• **任务说明**:
请返回这篇题解中的一段原文，从包含“int dfn[MAXM +”的地方开始，到“if( dfs(p->to, p->rev))”为止，一字不改。

• **文档节选**:
++++++
@一句话题解 - 2020.04@

省选貌似已经定在了 5 月 31 日,WC 貌似已经流水。感觉少经历了一次WC有点可惜。

不过现在来看 THUWC2020 是真的逃过一劫。还好没有真的在 2020 年举办。

加油吧。

codeforces - 528C:(本题的难点在于理解题意)要求定向后每个点出度和入度都为偶数,只需要满足(1)定向前每个点度数为偶数(2)整张图有偶数条边。前一个条件直接把奇点两两相连,后一个条件随便找个点连个自环。然后求出 dfs 树从下往上调整。注意处理自环重边。

#include <cstdio>
#include <vector>
#include <iostream>
#include <algorithm>
using namespace std;

const int MAXN = 100000;
const int MAXM = 300000;

struct edge{
	int to; edge *nxt, *rev;
}edges[2*MAXM + 5], *adj[MAXN + 5], *ecnt = edges;
void addedge(int u, int v) {
	if( u != v ) {
		edge *p = (++ecnt), *q = (++ecnt);
		p->to = v, p->nxt = adj[u], adj[u] = p;
		q->to = u, q->nxt = adj[v], adj[v] = q;
		p->rev = q, q->rev = p;
	}
	else {
		edge *p = (++ecnt);
		p->to = v, p->nxt = adj[u], adj[u] = p;
	}
}

int dfn[MAXM + 5], dcnt;
vector<pair<int, int> >ans;
int dfs(int x, edge *f) {
	int cnt = 0; dfn[x] = (++dcnt);
	for(edge *p=adj[x];p;p=p->nxt) {
		if( p == f ) continue;
		if( !dfn[p->to] ) {
			if( dfs(p->to, p->rev))
++++++
• **记录数据**:
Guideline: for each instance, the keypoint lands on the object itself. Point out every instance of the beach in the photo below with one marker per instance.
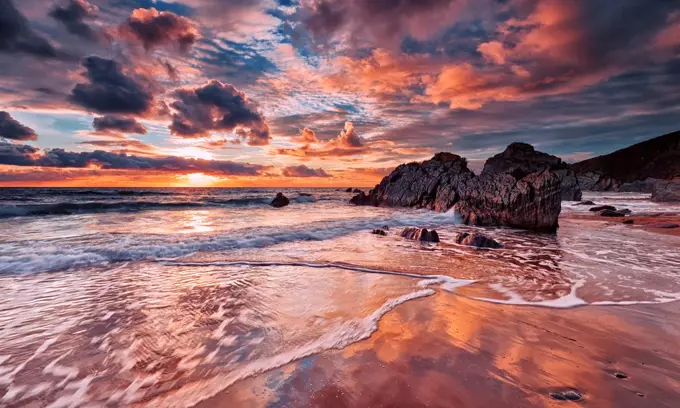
(211, 297)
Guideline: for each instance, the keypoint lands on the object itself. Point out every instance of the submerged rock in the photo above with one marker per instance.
(603, 207)
(280, 201)
(420, 234)
(586, 203)
(477, 240)
(611, 213)
(514, 198)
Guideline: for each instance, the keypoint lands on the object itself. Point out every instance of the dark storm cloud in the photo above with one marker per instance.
(110, 90)
(118, 124)
(74, 15)
(12, 129)
(217, 107)
(16, 35)
(239, 62)
(23, 155)
(304, 171)
(154, 28)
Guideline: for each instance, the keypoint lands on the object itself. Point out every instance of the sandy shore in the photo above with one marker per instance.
(648, 222)
(452, 351)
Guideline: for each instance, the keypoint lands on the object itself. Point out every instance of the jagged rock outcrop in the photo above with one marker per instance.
(433, 184)
(666, 191)
(477, 240)
(280, 201)
(520, 159)
(636, 168)
(420, 234)
(515, 199)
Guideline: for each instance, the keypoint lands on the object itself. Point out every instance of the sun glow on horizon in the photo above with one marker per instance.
(199, 179)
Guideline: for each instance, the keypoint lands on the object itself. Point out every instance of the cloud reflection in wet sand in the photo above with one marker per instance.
(449, 351)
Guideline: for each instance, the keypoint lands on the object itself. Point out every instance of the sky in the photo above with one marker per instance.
(322, 92)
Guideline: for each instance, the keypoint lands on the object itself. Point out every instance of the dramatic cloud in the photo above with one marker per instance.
(73, 16)
(118, 124)
(218, 107)
(11, 129)
(306, 136)
(110, 90)
(303, 171)
(155, 28)
(23, 155)
(16, 35)
(347, 143)
(378, 22)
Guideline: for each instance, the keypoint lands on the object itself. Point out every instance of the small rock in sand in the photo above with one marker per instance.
(566, 396)
(665, 225)
(280, 201)
(603, 207)
(611, 213)
(477, 240)
(420, 234)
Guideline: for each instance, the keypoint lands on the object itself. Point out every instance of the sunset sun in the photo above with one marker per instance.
(199, 179)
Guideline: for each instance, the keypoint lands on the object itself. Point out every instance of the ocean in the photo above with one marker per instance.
(169, 297)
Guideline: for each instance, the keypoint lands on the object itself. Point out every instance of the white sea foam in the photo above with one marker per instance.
(338, 337)
(31, 257)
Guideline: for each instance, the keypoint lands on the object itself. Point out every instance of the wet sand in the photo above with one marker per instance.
(648, 222)
(451, 351)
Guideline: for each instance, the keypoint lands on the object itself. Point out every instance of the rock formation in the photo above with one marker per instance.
(520, 159)
(496, 197)
(636, 168)
(420, 234)
(477, 240)
(280, 201)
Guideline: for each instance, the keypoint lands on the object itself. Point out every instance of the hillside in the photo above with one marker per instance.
(657, 158)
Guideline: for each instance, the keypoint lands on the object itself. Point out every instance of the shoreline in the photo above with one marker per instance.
(644, 221)
(449, 350)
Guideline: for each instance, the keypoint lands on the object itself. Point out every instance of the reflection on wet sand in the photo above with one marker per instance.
(450, 351)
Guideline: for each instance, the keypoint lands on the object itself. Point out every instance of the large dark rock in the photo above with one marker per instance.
(280, 201)
(666, 191)
(433, 184)
(476, 240)
(528, 201)
(633, 169)
(521, 159)
(420, 234)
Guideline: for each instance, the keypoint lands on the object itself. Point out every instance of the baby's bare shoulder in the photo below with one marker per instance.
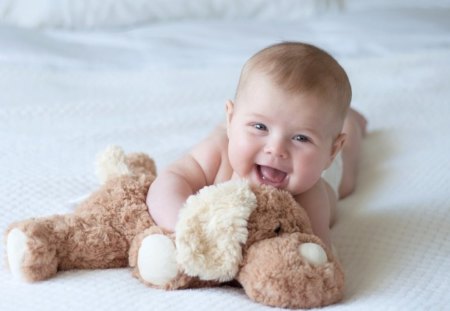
(212, 156)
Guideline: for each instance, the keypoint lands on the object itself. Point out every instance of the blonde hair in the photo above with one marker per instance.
(299, 67)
++++++
• **本题解答**:
int dfn[MAXM + 5], dcnt;
vector<pair<int, int> >ans;
int dfs(int x, edge *f) {
	int cnt = 0; dfn[x] = (++dcnt);
	for(edge *p=adj[x];p;p=p->nxt) {
		if( p == f ) continue;
		if( !dfn[p->to] ) {
			if( dfs(p->to, p->rev))